··· TEXTAUSZUG

# Beratung Bose/Teufel/Canton?



## NuTSkuL (15. März 2011)

moin, freunde des guten sounds,
bin jetzt schon ne weile auf der suche nach nem guten soundsystem fürn PC...also zocken, filme und musik.
mein jetziges Logitech T6100 verrichtet zwar gute dienste, aber den meisten sollte klar sein, dass es nix besonderes ist.

da ich jetzt wenn aber gleich ein bisschen mehr geld investieren würde,  bräuchte ich eure hilfe.
-n komplettpaket von ner markenfirma?
-n par richtig geile lautsprecher (zB Canton) mit nem verstärker
-lohnt sich der preisunterschied von 300-1000€ für nen nicht audiophilen?
-mit welchen kombinationen bzw firmen habt ihr in den verschiedenen preissegmenten die besten erfahrungen gemacht?

wie bereits gesagt werd ich mich nich aufregen, weil der bass n bisschen zu stark ist oder sonstwas, aber ich möchte n schöne kombi für mein geld.

······
··· BEREITGESTELLTES MATERIAL

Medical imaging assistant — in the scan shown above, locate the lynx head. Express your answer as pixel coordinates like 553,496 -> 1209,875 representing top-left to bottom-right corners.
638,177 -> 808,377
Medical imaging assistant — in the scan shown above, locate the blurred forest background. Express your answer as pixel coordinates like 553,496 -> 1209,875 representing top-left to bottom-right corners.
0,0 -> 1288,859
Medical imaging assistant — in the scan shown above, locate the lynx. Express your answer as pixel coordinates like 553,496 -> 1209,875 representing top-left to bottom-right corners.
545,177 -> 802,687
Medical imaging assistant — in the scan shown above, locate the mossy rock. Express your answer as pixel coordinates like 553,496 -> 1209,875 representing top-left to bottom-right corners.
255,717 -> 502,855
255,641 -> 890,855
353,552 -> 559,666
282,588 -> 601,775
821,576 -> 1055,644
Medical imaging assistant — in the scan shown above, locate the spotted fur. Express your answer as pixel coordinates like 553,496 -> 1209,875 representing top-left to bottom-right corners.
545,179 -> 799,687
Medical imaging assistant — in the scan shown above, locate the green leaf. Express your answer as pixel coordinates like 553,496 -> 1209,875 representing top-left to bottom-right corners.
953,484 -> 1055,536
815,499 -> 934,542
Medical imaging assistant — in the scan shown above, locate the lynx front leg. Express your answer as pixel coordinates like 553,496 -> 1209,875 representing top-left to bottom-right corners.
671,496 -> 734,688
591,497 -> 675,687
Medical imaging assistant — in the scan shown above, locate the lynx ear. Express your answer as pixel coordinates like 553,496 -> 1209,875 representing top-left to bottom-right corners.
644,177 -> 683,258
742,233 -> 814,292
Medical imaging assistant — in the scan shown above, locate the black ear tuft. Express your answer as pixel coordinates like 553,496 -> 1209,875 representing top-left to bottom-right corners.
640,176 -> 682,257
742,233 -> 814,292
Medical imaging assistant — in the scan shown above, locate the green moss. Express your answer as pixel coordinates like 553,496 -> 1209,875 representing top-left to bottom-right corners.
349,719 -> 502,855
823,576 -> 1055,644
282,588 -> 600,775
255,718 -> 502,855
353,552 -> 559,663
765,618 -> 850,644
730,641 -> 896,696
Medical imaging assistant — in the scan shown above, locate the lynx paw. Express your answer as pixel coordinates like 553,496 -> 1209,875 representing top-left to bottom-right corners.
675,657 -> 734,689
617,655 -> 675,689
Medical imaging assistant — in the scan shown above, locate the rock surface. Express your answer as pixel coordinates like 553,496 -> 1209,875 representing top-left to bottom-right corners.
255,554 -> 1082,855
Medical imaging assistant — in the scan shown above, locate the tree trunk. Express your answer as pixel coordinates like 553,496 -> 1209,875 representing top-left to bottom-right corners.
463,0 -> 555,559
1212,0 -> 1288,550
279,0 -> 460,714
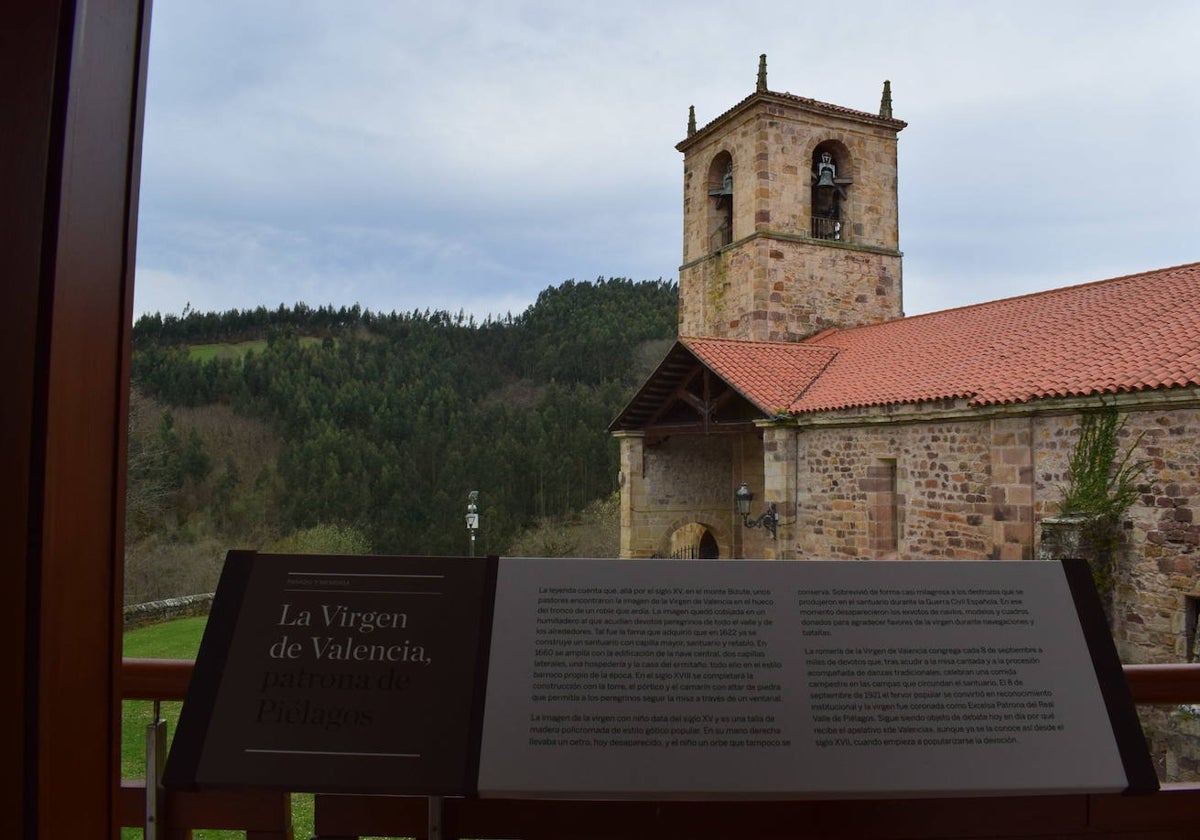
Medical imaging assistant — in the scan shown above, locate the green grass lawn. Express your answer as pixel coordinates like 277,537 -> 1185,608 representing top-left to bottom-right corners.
187,336 -> 322,361
121,617 -> 312,840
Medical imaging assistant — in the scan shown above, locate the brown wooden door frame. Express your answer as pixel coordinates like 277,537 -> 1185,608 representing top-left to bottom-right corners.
0,0 -> 150,838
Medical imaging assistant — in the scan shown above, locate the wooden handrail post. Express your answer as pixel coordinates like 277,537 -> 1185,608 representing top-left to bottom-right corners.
142,700 -> 167,840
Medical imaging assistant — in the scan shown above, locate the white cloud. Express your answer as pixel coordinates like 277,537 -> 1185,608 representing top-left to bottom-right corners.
136,0 -> 1200,313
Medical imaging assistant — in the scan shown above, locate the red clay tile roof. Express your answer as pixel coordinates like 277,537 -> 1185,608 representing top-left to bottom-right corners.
676,90 -> 908,151
679,337 -> 838,414
680,263 -> 1200,414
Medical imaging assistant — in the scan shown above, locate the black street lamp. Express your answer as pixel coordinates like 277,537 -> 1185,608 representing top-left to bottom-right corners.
733,481 -> 779,540
467,490 -> 479,557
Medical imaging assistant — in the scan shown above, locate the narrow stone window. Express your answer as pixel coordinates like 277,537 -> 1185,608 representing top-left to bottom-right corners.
1183,595 -> 1200,662
863,458 -> 900,557
707,151 -> 733,252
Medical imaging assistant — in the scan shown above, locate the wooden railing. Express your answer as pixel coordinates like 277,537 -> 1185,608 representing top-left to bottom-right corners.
120,659 -> 1200,840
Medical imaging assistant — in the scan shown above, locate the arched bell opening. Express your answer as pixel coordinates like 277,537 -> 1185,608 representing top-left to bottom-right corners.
810,140 -> 854,241
704,151 -> 733,252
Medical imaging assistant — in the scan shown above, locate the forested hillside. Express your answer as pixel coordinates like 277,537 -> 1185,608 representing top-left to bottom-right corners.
127,280 -> 678,599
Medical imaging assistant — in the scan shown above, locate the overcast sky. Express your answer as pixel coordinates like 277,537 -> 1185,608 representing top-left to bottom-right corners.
134,0 -> 1200,317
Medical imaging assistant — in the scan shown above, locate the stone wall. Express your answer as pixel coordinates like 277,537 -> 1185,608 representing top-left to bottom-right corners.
125,592 -> 212,630
618,434 -> 739,558
679,234 -> 902,341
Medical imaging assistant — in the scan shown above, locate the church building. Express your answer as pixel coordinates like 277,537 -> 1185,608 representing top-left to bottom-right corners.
610,56 -> 1200,662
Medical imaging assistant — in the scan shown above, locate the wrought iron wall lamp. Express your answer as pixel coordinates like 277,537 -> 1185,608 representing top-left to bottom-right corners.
733,481 -> 779,540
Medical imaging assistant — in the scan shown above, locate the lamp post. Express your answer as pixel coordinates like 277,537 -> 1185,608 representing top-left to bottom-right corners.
733,481 -> 779,540
467,490 -> 479,557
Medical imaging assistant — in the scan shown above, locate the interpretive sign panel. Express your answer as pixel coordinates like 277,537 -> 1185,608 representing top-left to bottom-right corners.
166,552 -> 496,794
479,559 -> 1157,798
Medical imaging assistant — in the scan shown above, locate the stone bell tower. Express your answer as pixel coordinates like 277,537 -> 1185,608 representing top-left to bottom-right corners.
676,55 -> 905,341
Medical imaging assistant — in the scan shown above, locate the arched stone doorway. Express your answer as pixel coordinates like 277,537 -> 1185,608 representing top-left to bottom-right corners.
666,522 -> 721,560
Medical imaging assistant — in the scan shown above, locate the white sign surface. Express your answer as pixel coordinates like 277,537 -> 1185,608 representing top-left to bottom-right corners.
479,558 -> 1129,799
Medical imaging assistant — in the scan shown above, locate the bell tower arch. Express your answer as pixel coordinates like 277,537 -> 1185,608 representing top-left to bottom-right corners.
676,55 -> 905,341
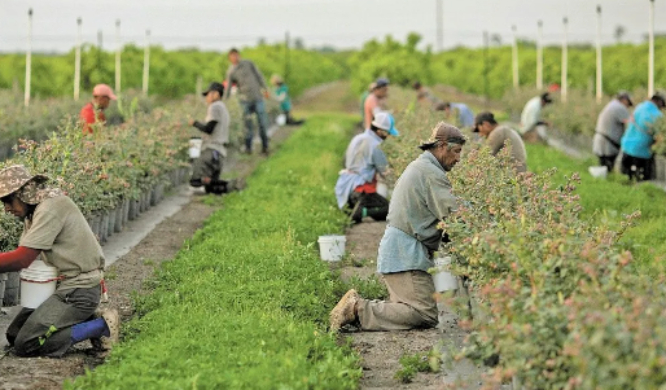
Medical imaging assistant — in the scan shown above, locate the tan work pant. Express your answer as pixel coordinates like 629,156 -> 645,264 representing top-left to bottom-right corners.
356,271 -> 438,330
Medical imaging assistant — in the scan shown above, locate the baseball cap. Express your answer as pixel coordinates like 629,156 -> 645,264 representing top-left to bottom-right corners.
372,111 -> 400,137
202,81 -> 224,96
472,111 -> 497,133
419,122 -> 467,150
375,77 -> 390,89
615,91 -> 634,107
93,84 -> 118,100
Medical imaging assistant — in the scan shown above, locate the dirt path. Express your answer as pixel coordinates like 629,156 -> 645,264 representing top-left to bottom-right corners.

······

- AUFGABE
Zähl alle Markennamen auf, die im Forenbeitrag über PC-Soundsysteme vorkommen, und nenn jeden nur einmal.

- LÖSUNG
Bose, Teufel, Canton, Logitech